**Text section:**
• • • • • • •

Excessive inrush and breaker trip during ATS transfer 1

[bozic77]

Protection and control building is supplied via 75kVA (208/120V) service via source A (station service transformer stepped from 230 kV line to 208V, 3ph). At few instances, source A dropped and automatic transfer switch (ATS) switches to source B (208V/120V supply by local utility). ATS output feeds AC distribution panelboard which has main 250A breaker. When this condition occurs, main breaker trips. The temporary meter was installed to capture the waveform and there is significant inrush current that appears to be seen by the breaker which causes the trip (around ~1200A). See image below. Any help is appreciated.

 

[stevenal]

Motor loads involved? Cooling pumps/fans perhaps? If so, you may wish to delay the transfer so they have a chance to stop before starting again.

 

[protoslash]

i see at least 5 different lines on the graph and two sets of scales, do you have legends?

did the ATS happen around 09:20:10 720?

how do you know this is inrush?

 

[itsmoked]

Better look again.

MAROON, DarkBLUE, and BLACK are the voltages.

RED, LightBLUE, and GREEN are current.


Those three pedestals rising to '1200A' are NOT current they are voltage rising to only 80V likely after the breaker has tripped.

The current is rising to 2,100A on one phase.
The current is rising to 2,800A on one phase.

Keith Cress
kcress -

http://www.flaminsystems.com

 

[waross]

Transfer switches that make a fast transfer from a generator to the utility do not transfer until the sync check relay sees that they are in phase.
If you are making an out of phase, fast transfer you can expect problems from motors and transformers.
Match your phases between the two sources and try again.
The other issue is that "not so fast" transfers may cause problems even if the sources are in sync.
If your transfer switch does not do a very fast transfer then you may add a time delay to allow the residual back EMFs to die down before re-energizing.
From the graph it looks like a very fast, out of phase transfer.
BUT that depends on how the ATS was switched for the test.
If an outage was simulated by opening an upstream switch then it is a very fast, out of phase transfer.
If the transfer switch was triggered manually with both sources energized it is still an out of phase transfer but we don't know what a graph would look like for an outage. The timing may be different and that will affect the amount of phase difference.
The residual from motors will have a decaying frequency.

Bill
--------------------
"Why not the best?"
Jimmy Carter

 

[protoslash]

Sync check is a good point, but OP said ATS transfers to source B when source A is dropped which indicate no need to sync anything? However in the waveforms, it is clear that source A isn't dropped assuming the transfer happened at 09:20:10 720.

• • • • • • •

**To be done:**
• A. In the forum thread about the ATS breaker trip, what rating does the main breaker on the AC distribution panelboard have?
• B. Please continue the forum thread about the ATS breaker trip from its final post.

• • • • • • •

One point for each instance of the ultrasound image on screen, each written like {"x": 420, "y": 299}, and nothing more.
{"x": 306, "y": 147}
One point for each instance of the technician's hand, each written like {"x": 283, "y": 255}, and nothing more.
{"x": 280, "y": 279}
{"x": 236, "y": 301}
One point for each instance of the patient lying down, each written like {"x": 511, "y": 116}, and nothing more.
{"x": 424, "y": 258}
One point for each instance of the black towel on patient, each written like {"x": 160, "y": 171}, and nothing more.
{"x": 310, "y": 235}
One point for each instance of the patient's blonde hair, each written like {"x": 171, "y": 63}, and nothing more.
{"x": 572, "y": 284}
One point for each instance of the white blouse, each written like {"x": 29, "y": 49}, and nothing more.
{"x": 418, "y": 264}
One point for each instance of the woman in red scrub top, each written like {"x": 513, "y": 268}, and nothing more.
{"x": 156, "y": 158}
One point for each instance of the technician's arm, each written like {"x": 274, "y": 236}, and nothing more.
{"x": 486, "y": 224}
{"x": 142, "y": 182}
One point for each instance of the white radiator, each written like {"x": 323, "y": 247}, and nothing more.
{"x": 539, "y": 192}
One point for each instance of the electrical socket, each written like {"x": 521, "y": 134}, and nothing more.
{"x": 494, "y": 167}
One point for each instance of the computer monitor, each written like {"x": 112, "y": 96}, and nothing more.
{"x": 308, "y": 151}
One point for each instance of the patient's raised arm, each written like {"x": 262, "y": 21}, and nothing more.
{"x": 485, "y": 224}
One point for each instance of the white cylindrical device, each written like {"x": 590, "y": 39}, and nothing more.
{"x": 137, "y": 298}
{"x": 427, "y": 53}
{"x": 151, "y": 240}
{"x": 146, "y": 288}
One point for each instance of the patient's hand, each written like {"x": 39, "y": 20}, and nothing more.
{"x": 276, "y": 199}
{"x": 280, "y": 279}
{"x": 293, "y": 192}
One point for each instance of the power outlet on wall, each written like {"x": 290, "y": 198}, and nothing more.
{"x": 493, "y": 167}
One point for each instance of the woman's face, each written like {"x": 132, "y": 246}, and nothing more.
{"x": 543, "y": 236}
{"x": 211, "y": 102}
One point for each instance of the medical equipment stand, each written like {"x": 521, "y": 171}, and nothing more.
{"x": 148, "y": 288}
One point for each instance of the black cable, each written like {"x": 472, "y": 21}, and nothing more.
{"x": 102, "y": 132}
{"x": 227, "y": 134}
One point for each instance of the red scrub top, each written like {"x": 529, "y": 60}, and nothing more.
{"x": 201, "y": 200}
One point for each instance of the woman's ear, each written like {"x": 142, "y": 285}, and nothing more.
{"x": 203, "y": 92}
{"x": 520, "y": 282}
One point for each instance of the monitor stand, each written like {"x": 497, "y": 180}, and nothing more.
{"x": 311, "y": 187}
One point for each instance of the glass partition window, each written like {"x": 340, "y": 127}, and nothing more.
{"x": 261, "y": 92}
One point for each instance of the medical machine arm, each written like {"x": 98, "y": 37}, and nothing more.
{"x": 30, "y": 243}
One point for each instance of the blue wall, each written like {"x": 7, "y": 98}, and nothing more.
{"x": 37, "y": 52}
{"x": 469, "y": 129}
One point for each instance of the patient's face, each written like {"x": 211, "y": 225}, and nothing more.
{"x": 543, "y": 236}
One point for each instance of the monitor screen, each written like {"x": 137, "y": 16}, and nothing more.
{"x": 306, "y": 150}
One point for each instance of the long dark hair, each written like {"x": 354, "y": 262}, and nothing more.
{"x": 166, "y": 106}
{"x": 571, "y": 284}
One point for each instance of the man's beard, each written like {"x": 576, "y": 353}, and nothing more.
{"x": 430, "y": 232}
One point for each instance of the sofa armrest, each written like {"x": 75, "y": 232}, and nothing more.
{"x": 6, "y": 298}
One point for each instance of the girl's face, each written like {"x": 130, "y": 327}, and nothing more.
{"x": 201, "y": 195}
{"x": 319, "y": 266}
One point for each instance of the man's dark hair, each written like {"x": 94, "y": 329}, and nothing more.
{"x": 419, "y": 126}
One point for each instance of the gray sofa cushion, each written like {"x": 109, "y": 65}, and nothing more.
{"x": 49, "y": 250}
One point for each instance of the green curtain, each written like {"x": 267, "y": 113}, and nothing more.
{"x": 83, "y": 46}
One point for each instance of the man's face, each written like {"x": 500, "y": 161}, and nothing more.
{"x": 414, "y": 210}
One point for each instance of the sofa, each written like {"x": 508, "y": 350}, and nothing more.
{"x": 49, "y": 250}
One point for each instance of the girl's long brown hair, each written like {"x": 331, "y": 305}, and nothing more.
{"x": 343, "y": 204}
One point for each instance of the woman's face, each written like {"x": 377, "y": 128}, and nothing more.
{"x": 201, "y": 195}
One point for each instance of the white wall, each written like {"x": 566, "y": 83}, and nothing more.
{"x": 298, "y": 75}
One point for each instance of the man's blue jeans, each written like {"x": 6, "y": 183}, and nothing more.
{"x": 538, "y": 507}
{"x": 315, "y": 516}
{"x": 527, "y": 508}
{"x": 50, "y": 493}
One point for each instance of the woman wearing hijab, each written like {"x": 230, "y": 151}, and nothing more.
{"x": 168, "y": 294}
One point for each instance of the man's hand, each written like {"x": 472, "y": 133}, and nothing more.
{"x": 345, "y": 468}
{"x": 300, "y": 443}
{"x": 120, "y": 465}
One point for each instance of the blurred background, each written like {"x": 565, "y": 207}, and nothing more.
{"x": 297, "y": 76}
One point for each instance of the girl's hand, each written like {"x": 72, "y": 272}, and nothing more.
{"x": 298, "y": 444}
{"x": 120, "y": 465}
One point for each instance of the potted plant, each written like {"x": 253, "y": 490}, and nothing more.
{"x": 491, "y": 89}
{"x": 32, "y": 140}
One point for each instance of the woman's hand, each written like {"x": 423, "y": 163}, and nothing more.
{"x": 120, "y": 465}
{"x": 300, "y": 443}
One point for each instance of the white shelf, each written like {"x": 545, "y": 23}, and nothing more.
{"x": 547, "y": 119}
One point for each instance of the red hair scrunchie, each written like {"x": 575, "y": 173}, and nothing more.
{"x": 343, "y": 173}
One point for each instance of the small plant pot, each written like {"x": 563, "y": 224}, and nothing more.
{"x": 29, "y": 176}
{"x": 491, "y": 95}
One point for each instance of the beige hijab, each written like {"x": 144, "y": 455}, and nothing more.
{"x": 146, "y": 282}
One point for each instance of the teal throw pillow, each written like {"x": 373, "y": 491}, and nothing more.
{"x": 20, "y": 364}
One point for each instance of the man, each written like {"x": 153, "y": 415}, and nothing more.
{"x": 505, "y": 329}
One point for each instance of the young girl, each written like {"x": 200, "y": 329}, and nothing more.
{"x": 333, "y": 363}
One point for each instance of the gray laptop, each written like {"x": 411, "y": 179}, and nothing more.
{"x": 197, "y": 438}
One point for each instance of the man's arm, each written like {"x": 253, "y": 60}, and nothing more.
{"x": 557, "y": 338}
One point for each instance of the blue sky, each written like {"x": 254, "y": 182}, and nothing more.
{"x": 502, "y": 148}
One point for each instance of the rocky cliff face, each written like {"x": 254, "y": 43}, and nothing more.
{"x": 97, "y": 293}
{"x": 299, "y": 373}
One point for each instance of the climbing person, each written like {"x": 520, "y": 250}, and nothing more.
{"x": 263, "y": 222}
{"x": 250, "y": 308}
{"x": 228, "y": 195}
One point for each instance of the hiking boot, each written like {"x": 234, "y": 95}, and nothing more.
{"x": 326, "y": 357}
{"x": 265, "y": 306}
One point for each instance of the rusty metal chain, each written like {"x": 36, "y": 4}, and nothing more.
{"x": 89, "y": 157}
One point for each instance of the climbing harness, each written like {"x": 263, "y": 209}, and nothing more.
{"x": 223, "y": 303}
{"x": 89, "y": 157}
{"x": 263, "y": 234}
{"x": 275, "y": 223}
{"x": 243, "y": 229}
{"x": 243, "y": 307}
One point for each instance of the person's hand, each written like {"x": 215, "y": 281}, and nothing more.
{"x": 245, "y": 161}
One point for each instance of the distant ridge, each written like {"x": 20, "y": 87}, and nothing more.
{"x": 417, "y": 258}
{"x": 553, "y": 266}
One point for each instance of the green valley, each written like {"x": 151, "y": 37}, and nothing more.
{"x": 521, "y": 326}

• • • • • • •

**Outputs in order:**
• A. 250A

• B.
Another comment is that we can likely rule out inrush as the cause. Source B(208V/120V supply by local utility) is already energized before the transfer, and besides it is upstream of the panel. Since there is no transformer downstream of the ATS with remnant flux, there shouldn't be any inrush current.

 

[unclebob]

A 250 A set at 5 X would trip under these conditions. Like waross said above, add some 'neutral' delay (2-3 sec...) between the break and make.

 

[bozic77]

thanks for replies so far.
Voltage Y-axis is left as 160V (LG) before trip. The current is right it it depicts only few amps before the trip. The load on AC board is not major such that there would be an excessive inrush of 1200A. (HVAC unit is about 8kW).

To respond to Warros and Protolash response, I confirmed O&M personnel at P&C building that ATS transfer time set to 15 seconds.

Also, It was confirm temporary meter was placed on lugs of ATS leading towards the main breaker that tripped (See SLD attached).

Further, if phases on alternate source B are not correctly connected to ATS (for example, mixed A/B/C) would this be a potential issue?

 

[unclebob]

Inrush current is independant of load.

 

[waross]

Check that the phases are not rolled between source A and source B.

Inrush current is independant of load.

But not independent of the loads.
Five transformers online will present more inrush to the source than one transformer online.

Bill
--------------------
"Why not the best?"
Jimmy Carter

 

[waross]

Measure the voltage across each pole of the ATS. It should be close to zero with both sources energized.
There is one type of very fast ATS with no transfer neutral delay possible.

Bill
--------------------
"Why not the best?"
Jimmy Carter

 

[waross]

In regards to transfer delays.
In a transfer switch there is often no need for a delay to be added to the transfer to backup and often no provision for a delay to be added.
When the main power fails, the generator must start and the voltage must stabilize before the ATS will transfer.
In the majority of cases this is enough time to allow a transfer with no additional time delay added.
If a delay of transfer to backup is needed it may have to be added externally.
When transferring from the backup supply to the normal supply, both sources are live and either a sync check or a time delay is a good idea on all sets and mandatory on many.
Your trace suggests a very fast transfer with no delay and rolled phases between source A and source B.

Look at the first discontinuity on the maroon voltage trace.
At the same instant that the green current starts to rise, the phase voltage also starts to rise and then decays.
This strongly suggests to me that there was an out of phase transfer into a back EMF.
The current surge or transient in this case may be much greater than the normal 6 times locked rotor current.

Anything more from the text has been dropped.